• Data supplied:
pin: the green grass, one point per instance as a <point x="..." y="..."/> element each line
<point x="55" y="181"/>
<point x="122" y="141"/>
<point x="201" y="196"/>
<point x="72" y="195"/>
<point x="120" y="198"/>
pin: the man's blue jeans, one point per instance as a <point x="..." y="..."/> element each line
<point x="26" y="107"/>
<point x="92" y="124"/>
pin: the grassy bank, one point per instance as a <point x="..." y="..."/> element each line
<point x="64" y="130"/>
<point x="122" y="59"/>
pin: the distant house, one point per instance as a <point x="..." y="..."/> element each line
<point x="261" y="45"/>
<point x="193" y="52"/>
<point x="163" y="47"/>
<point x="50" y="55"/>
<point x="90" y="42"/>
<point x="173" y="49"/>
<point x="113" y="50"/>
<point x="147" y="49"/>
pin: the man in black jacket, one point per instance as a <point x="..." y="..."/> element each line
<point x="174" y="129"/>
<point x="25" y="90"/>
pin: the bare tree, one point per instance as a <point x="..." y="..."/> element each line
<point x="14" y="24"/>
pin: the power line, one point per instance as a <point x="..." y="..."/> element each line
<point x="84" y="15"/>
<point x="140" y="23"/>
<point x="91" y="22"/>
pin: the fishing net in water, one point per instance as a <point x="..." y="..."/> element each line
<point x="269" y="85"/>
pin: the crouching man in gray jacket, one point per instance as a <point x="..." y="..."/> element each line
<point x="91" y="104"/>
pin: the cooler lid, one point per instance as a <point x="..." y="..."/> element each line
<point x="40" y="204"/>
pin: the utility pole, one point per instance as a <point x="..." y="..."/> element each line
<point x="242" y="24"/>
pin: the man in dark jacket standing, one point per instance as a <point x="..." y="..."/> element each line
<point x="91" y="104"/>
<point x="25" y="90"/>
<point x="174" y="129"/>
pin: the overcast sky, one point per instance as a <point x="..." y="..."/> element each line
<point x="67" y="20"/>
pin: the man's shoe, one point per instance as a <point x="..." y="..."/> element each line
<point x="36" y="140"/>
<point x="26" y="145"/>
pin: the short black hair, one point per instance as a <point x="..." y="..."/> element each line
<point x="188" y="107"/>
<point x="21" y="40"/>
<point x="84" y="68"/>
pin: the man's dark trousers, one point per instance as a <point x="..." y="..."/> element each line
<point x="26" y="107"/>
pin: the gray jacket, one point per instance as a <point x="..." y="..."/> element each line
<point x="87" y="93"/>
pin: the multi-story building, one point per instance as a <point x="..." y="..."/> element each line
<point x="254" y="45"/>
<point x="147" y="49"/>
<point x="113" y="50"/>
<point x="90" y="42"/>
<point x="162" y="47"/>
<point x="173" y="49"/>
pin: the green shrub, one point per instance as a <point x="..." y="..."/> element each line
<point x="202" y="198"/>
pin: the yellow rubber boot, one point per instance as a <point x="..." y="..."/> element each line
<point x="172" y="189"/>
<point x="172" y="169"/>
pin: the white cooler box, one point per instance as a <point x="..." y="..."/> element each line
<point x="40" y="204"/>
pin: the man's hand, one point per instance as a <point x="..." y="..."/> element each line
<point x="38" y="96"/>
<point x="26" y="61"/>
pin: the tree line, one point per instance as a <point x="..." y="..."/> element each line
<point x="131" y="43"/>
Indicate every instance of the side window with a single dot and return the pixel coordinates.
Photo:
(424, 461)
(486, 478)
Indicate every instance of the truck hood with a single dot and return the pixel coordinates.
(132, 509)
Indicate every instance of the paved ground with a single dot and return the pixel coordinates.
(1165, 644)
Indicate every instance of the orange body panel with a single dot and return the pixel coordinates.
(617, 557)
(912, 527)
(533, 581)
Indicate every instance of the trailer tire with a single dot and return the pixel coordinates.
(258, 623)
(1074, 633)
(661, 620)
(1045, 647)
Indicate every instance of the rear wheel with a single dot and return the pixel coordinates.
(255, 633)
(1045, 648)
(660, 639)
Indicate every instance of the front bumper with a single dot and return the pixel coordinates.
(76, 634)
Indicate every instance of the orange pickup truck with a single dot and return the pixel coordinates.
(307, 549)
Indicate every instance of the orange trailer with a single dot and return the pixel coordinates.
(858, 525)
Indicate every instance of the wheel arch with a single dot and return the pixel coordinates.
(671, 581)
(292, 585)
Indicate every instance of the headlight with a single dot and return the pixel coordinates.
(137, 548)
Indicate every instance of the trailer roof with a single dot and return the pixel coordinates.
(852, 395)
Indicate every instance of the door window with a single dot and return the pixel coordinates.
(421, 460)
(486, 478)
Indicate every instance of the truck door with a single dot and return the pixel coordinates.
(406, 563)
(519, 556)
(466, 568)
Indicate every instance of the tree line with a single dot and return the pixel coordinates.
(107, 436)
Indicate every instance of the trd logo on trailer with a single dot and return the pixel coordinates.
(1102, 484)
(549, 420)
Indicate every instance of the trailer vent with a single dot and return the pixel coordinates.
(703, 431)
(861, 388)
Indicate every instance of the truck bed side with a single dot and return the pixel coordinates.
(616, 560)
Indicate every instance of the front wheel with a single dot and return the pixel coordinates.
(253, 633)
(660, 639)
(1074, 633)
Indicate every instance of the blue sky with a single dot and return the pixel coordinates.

• Exercise brief: Reproduce the lines of the entries above exactly, but only from the line containing "Indicate every instance of the truck bed" through the final line.

• Answer for this exercise:
Indicate every instance of the truck bed side with a single dot and return the pixel coordinates.
(616, 560)
Indicate every instance of the front wheel with a single dot and return the pixel coordinates.
(253, 633)
(660, 639)
(1074, 633)
Indicate every instance of the blue sky with a single dot and return the pixel coordinates.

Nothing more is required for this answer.